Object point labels
____
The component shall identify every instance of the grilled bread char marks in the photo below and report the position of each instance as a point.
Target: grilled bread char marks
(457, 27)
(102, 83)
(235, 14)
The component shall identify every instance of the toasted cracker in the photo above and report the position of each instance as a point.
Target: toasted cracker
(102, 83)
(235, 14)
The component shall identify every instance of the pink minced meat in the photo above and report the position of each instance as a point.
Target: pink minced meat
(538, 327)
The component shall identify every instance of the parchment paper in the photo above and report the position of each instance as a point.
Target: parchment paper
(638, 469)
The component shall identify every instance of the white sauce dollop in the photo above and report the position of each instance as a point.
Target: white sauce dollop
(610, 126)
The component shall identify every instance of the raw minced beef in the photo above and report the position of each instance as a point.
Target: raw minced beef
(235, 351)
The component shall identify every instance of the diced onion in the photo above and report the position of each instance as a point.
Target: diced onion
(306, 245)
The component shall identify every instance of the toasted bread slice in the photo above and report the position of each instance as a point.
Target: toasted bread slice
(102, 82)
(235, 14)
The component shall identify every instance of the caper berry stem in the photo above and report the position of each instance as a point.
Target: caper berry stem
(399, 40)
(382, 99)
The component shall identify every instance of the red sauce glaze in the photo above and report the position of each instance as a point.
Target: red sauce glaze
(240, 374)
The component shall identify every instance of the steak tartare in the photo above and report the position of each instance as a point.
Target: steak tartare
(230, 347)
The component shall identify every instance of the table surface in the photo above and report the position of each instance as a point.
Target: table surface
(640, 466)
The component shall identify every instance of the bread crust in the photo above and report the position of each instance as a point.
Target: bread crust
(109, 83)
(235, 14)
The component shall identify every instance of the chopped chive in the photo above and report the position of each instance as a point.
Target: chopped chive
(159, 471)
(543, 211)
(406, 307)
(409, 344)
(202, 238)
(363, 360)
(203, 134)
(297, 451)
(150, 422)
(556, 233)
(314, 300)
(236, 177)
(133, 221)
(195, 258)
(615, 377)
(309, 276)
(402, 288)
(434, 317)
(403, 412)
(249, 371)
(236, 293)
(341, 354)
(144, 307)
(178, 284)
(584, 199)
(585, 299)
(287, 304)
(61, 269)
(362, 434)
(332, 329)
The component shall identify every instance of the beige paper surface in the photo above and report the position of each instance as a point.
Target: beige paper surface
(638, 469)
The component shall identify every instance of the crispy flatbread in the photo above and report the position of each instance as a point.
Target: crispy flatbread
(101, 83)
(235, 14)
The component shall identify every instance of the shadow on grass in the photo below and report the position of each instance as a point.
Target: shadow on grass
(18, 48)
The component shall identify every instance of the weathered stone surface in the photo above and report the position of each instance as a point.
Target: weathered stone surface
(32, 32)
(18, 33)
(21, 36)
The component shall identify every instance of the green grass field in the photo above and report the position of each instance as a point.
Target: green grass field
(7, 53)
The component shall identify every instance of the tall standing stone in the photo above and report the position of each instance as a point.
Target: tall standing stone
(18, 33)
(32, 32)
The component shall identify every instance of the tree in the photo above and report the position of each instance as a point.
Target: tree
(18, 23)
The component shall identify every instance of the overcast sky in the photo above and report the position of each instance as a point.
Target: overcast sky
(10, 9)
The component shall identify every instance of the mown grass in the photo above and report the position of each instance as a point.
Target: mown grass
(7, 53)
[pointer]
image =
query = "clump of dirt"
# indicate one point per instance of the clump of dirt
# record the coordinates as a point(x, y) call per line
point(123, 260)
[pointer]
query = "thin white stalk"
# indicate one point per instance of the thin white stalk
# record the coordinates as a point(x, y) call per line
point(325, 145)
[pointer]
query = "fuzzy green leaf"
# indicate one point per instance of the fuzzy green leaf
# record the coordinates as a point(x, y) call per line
____
== Written exercise ==
Express the listing as a Markdown table with the columns Row and Line, one numbered row per line and blank lines omitted. Begin at the line that contains "The component shall identify every instance of the mown" and stop after the final line of the listing.

== Solution for this exercise ==
| Row | Line |
|---|---|
| 1 | The component shall identify every instance of the mown grass in the photo above and report the position of each instance as a point. |
| 2 | Target: mown grass |
| 3 | (7, 53) |
| 4 | [pointer] |
| 5 | image = |
| 6 | query = "clump of dirt" |
| 7 | # indicate one point per instance of the clump of dirt |
| 8 | # record the coordinates as a point(x, y) call per line |
| 9 | point(123, 260) |
| 10 | [pointer] |
| 11 | query = "thin white stalk" |
| 12 | # indicate one point per instance of the thin white stalk |
| 13 | # record the coordinates as a point(x, y) call per line |
| 14 | point(325, 145) |
| 15 | [pointer] |
| 16 | query = "fuzzy green leaf" |
| 17 | # indicate one point per instance of the fuzzy green leaf |
| 18 | # record the coordinates as a point(x, y) call per line |